ACTIVITY LIST >>
1. Answer these questions using the commit log:
(a) What share of the RPC load generator's command distribution goes to health commands?
(b) How many span types does expected_spans.json list?
(c) What is the memory threshold in the performance benchmark suite?
2. Please reproduce the commit log from "Co-Authored-By: Claude Opus" up to and including "Fill (Tasks 9.1-9.10)", substituting "Completion" for "Gap Fill".
3. Proceed with the commit log from the point where it stops.

Commit Graph

61 Commits

Author SHA1 Message Date
Pratik Mankawde
4db67bc191 Phase 10: Synthetic workload generation and telemetry validation tools
Add comprehensive workload harness for end-to-end validation of the
Phases 1-9 telemetry stack:

Task 10.1 — Multi-node test harness:
  - docker-compose.workload.yaml with full OTel stack (Collector, Jaeger,
    Tempo, Prometheus, Loki, Grafana)
  - generate-validator-keys.sh for automated key generation
  - xrpld-validator.cfg.template for node configuration

Task 10.2 — RPC load generator:
  - rpc_load_generator.py with WebSocket client, configurable rates,
    realistic command distribution (40% health, 30% wallet, 15% explorer,
    10% tx lookups, 5% DEX), W3C traceparent injection

Task 10.3 — Transaction submitter:
  - tx_submitter.py with 10 transaction types (Payment, OfferCreate,
    OfferCancel, TrustSet, NFTokenMint, NFTokenCreateOffer, EscrowCreate,
    EscrowFinish, AMMCreate, AMMDeposit), auto-funded test accounts

Task 10.4 — Telemetry validation suite:
  - validate_telemetry.py checking spans (Jaeger), metrics (Prometheus),
    log-trace correlation (Loki), dashboards (Grafana)
  - expected_spans.json (17 span types, 22 attributes, 3 hierarchies)
  - expected_metrics.json (SpanMetrics, StatsD, Phase 9, dashboards)

Task 10.5 — Performance benchmark suite:
  - benchmark.sh for baseline vs telemetry comparison
  - collect_system_metrics.sh for CPU/memory/latency sampling
  - Thresholds: <3% CPU, <5MB memory, <2ms RPC p99, <5% TPS, <1% consensus

Task 10.6 — CI integration:
  - telemetry-validation.yml GitHub Actions workflow
  - run-full-validation.sh orchestrator script
  - Manual trigger + telemetry branch auto-trigger

Task 10.7 — Documentation:
  - workload/README.md with quick start and tool reference
  - Updated telemetry-runbook.md with validation and benchmark sections
  - Updated 09-data-collection-reference.md with validation inventory

Co-Authored-By: Claude Opus 4.6 <noreply@anthropic.com>
2026-03-12 22:12:57 +00:00
Pratik Mankawde
055b88687a Phase 9: Internal Metric Instrumentation Gap Fill (Tasks 9.1-9.10)

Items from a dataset
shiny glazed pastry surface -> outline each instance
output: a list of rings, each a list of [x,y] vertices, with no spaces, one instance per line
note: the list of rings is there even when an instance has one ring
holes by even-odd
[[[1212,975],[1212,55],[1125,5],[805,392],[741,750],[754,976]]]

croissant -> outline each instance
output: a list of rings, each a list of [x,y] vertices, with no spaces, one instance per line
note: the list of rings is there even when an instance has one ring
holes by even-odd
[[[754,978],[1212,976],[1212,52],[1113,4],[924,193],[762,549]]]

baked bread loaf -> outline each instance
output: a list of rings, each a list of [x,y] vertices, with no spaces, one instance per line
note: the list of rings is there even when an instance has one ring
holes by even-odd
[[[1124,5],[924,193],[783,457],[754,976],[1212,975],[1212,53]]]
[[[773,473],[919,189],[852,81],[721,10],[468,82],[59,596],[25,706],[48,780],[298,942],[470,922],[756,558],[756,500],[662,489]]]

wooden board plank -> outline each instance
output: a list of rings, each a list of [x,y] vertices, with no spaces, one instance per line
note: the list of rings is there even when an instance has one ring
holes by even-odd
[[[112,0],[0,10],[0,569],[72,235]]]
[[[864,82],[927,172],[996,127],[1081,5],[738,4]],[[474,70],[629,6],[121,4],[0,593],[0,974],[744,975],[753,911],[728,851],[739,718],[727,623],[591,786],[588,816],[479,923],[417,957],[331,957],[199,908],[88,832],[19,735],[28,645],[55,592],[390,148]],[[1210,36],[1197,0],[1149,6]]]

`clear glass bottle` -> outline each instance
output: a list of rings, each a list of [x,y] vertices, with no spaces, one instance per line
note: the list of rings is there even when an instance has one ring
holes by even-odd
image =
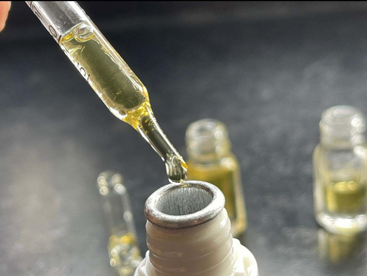
[[[214,119],[197,121],[186,130],[186,140],[188,179],[208,182],[221,189],[225,198],[232,234],[238,237],[247,226],[246,210],[240,167],[230,151],[225,126]]]
[[[107,247],[114,275],[132,276],[142,258],[129,196],[123,180],[120,174],[105,171],[97,178],[97,186],[102,196],[110,236]]]
[[[325,110],[313,154],[315,214],[328,232],[352,235],[367,228],[367,148],[361,112],[349,106]]]

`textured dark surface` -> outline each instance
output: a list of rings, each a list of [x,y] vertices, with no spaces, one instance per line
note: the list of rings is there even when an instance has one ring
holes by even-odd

ANSWERS TO THE EXERCISE >>
1.
(a) 40%
(b) 17
(c) Less than 5MB

2.
Co-Authored-By: Claude Opus 4.6 <noreply@anthropic.com>
2026-03-12 22:12:57 +00:00
Pratik Mankawde
055b88687a Phase 9: Internal Metric Instrumentation Completion (Tasks 9.1-9.10)

3.
Implement ~50 OTel metrics covering NodeStore I/O, cache hit rates,
TxQ state, PerfLog per-RPC/per-job counters, CountedObject instances,
and load factor breakdown via MetricsRegistry.

Core implementation:
- MetricsRegistry class with synchronous instruments (Counter, Histogram)
  for RPC and Job metrics, and ObservableGauge callbacks for cache, TxQ,
  CountedObject, LoadFactor, and NodeStore state polling.
- ServiceRegistry extended with getMetricsRegistry() virtual method.
- Application wires MetricsRegistry lifecycle (create/start/stop).
- PerfLogImp instrumented to emit OTel metrics on RPC and Job events.

Dashboards & observability:
- 3 new Grafana dashboards: RPC Performance, Job Queue, Fee Market/TxQ.
- Extended statsd-node-health dashboard with NodeStore, Cache, and
  CountedObject panels.
- 10 alerting rules added to telemetry-runbook.md.
- Integration test extended with 12 OTel metric validation checks.

Documentation:
- 09-data-collection-reference.md updated with Phase 9 metric tables.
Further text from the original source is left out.